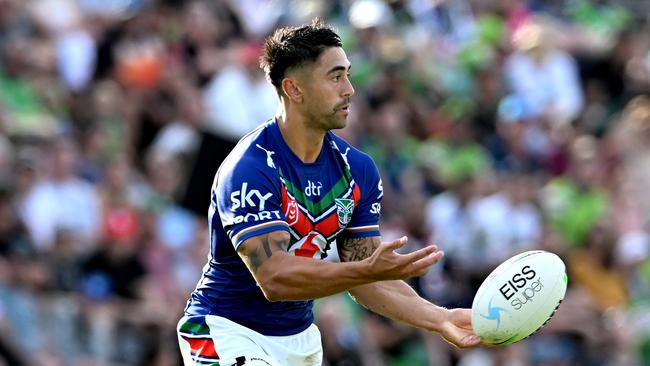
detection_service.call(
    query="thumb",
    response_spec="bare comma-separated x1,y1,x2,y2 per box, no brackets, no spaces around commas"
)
441,322,481,349
459,334,482,348
385,236,408,251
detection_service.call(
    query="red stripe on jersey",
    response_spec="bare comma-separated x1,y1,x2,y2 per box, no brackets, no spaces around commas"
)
352,184,361,205
315,211,340,236
184,337,218,358
281,185,312,236
295,232,320,257
281,185,288,203
293,209,312,237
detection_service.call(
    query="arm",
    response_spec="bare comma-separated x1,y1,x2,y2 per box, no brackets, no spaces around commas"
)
236,231,439,302
341,237,444,330
341,236,481,349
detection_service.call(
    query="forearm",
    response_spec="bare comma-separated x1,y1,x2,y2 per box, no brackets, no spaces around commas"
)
337,236,481,349
240,232,439,302
256,253,374,301
349,280,446,332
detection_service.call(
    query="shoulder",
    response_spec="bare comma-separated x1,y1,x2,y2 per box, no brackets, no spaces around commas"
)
212,124,278,190
327,132,377,171
327,133,382,197
217,122,279,185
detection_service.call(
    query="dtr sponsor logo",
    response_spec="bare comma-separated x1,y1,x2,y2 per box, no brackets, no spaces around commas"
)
304,180,323,197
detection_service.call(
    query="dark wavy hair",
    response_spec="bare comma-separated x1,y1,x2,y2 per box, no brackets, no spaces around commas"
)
260,18,342,94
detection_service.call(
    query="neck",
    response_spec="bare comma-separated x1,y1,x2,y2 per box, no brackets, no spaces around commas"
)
276,106,326,164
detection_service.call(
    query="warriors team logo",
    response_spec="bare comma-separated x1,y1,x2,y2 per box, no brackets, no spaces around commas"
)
335,198,354,227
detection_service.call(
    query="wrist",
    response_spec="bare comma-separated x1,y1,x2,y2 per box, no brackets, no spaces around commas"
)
347,258,376,284
354,256,377,281
426,305,450,333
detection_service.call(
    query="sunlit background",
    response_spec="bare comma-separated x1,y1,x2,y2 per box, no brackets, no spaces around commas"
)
1,0,649,365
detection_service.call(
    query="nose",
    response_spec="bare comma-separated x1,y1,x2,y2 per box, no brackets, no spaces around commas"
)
342,76,354,98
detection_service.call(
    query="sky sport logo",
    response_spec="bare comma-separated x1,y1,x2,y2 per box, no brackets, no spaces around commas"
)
230,183,273,211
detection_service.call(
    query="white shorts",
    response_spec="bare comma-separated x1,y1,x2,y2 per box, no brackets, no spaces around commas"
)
177,314,323,366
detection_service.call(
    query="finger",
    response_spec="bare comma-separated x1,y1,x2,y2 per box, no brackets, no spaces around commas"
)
407,251,444,276
443,326,481,349
383,236,408,251
400,244,439,263
459,334,482,348
411,250,444,269
401,245,442,263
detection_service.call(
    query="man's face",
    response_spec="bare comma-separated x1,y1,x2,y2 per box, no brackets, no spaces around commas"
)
296,47,354,130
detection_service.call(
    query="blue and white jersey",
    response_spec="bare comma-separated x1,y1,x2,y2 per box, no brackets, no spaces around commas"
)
184,119,383,336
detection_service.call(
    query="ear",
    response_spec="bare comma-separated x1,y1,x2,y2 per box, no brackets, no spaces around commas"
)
281,77,303,103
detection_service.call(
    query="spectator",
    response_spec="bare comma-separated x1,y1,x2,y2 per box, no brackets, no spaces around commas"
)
18,136,101,251
203,41,277,141
504,18,584,126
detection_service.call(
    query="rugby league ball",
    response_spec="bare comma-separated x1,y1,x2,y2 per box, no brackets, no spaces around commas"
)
471,250,567,345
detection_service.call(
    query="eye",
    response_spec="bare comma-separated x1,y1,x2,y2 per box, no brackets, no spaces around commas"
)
333,73,351,82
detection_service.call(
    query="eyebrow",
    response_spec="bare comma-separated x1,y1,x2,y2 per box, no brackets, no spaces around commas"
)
326,64,351,75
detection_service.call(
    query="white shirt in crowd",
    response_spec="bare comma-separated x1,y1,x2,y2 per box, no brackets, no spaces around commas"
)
203,65,278,141
19,178,100,250
425,190,541,268
505,49,584,124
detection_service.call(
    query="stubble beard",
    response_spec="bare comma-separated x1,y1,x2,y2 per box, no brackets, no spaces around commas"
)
307,109,347,131
329,101,351,130
325,112,347,130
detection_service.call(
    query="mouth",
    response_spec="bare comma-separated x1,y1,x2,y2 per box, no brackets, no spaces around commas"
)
337,104,351,112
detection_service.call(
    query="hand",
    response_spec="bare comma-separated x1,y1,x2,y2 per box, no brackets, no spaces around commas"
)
436,308,483,349
364,236,443,281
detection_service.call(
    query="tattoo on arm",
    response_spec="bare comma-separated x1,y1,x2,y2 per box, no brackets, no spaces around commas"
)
247,246,265,273
338,236,380,262
240,232,290,273
262,236,273,257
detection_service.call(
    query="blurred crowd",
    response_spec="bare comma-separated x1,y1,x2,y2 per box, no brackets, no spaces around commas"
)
1,0,650,365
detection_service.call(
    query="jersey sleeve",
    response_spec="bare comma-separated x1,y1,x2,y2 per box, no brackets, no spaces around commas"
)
340,152,383,239
215,155,289,250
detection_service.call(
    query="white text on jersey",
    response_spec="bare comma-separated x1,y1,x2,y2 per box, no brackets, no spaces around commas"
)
227,210,282,225
231,182,273,210
304,180,323,197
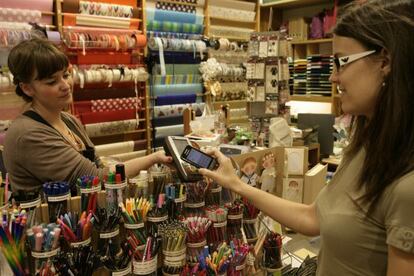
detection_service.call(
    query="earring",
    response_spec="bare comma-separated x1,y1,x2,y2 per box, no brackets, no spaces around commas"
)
382,81,386,87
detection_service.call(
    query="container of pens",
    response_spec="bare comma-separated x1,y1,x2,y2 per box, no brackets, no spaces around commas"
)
242,198,259,243
159,221,187,276
184,216,211,266
57,211,93,248
150,168,170,198
165,183,186,220
43,181,71,223
184,180,207,216
121,198,150,248
146,194,168,236
77,175,101,213
262,232,283,270
206,206,228,248
227,239,250,276
93,206,122,256
102,240,133,275
27,223,61,275
205,181,222,206
226,201,244,241
53,245,100,275
132,235,160,275
129,170,149,199
105,165,128,211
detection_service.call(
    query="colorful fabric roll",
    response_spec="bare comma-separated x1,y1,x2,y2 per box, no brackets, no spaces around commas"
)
78,1,136,18
0,8,41,23
149,52,202,64
155,94,197,106
85,119,137,137
91,97,141,112
79,109,138,124
147,20,203,34
152,84,203,96
147,31,202,40
152,64,200,75
154,124,184,138
95,140,146,157
152,116,183,127
153,103,205,118
152,74,201,85
146,8,203,24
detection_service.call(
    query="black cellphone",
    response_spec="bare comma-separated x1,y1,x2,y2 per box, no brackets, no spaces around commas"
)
180,145,218,170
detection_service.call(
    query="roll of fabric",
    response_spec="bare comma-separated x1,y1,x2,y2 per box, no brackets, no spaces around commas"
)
209,5,256,22
209,25,253,40
0,0,53,12
147,20,203,34
63,13,139,30
85,119,137,137
46,31,61,44
146,8,203,24
152,116,183,127
154,124,184,138
95,140,146,157
79,109,137,124
152,74,201,85
146,0,204,13
209,0,255,11
153,103,205,118
147,31,202,40
109,150,147,162
151,64,200,75
152,84,203,96
0,8,41,23
149,52,202,64
78,1,138,18
147,0,205,7
155,94,197,106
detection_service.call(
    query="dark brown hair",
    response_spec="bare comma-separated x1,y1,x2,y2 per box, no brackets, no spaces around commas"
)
7,38,69,102
335,0,414,210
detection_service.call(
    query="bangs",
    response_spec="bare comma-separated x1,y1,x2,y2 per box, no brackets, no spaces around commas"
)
32,44,69,81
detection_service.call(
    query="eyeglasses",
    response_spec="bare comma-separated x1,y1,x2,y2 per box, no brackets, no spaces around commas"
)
333,50,376,71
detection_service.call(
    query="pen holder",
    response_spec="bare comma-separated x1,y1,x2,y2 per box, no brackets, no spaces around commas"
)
169,195,186,220
146,214,168,236
186,239,207,266
221,187,234,204
228,261,247,276
108,263,132,276
227,213,244,240
133,254,158,275
150,170,170,197
207,220,227,248
105,180,128,210
128,175,149,199
45,192,70,223
79,183,101,213
97,227,121,256
125,222,147,247
262,245,282,269
243,218,258,243
162,247,187,276
15,194,42,211
205,184,222,206
184,180,207,216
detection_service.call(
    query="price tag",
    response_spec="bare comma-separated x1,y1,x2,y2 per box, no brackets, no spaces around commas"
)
104,181,127,190
99,228,119,239
47,193,70,202
19,197,41,209
70,237,91,248
32,248,60,259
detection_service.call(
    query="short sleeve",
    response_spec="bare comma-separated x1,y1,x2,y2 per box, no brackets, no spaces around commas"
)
18,127,104,186
385,175,414,253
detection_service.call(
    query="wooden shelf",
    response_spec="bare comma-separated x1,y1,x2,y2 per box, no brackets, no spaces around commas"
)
261,0,330,8
291,38,333,45
289,95,332,103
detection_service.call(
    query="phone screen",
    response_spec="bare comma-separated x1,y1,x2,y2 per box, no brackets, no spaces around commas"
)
186,148,213,168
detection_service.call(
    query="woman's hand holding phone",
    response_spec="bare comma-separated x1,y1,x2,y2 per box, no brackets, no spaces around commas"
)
198,148,244,194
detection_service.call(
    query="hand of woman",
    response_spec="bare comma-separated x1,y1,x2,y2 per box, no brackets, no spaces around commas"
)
151,150,173,165
198,148,244,193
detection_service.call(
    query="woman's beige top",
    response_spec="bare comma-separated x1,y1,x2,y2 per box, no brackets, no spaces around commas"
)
316,149,414,275
3,112,106,192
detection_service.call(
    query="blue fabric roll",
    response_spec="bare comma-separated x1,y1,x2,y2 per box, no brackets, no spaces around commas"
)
148,51,202,64
152,84,203,96
147,8,204,24
156,94,197,106
152,116,183,127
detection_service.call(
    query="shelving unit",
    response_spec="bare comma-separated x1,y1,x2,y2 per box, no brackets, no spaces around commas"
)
56,0,151,152
259,0,341,115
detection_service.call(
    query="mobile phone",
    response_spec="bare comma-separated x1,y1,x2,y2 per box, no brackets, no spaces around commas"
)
180,145,218,170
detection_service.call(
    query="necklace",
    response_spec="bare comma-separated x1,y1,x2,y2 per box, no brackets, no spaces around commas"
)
65,126,85,151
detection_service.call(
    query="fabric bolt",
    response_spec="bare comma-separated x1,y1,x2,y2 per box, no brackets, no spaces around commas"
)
155,94,197,106
79,109,137,125
147,31,202,40
146,1,204,13
209,25,253,40
153,103,205,118
149,52,202,64
94,140,146,157
152,64,200,75
78,1,136,18
147,0,205,6
0,0,53,12
152,83,203,96
85,119,137,137
109,150,147,162
0,8,41,23
91,97,141,112
152,74,201,85
146,20,204,34
146,8,203,24
154,124,184,138
209,6,256,22
209,0,255,11
152,116,183,127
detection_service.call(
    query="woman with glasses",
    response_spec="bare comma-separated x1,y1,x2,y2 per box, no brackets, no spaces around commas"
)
3,38,172,197
200,1,414,275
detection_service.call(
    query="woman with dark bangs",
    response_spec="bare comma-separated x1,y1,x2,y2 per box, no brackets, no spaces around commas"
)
3,38,171,198
200,1,414,275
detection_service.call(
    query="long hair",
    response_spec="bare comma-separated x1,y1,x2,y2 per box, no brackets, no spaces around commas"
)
335,0,414,210
7,38,69,102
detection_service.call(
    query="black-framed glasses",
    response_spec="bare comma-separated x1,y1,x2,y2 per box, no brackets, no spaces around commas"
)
333,50,376,71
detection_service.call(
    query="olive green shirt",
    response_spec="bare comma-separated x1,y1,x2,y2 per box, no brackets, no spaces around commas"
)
3,112,106,192
316,149,414,275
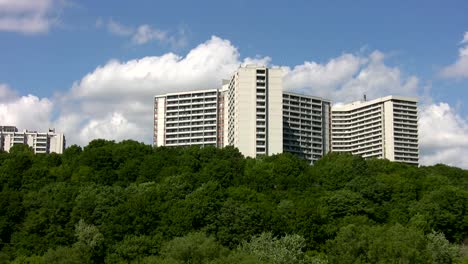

____________

* [AIM OF THE TASK]: Looking back over the records above, in how many lines does the word "black" occur? Give the number alone.

* [REPLY TO THE EXERCISE]: 2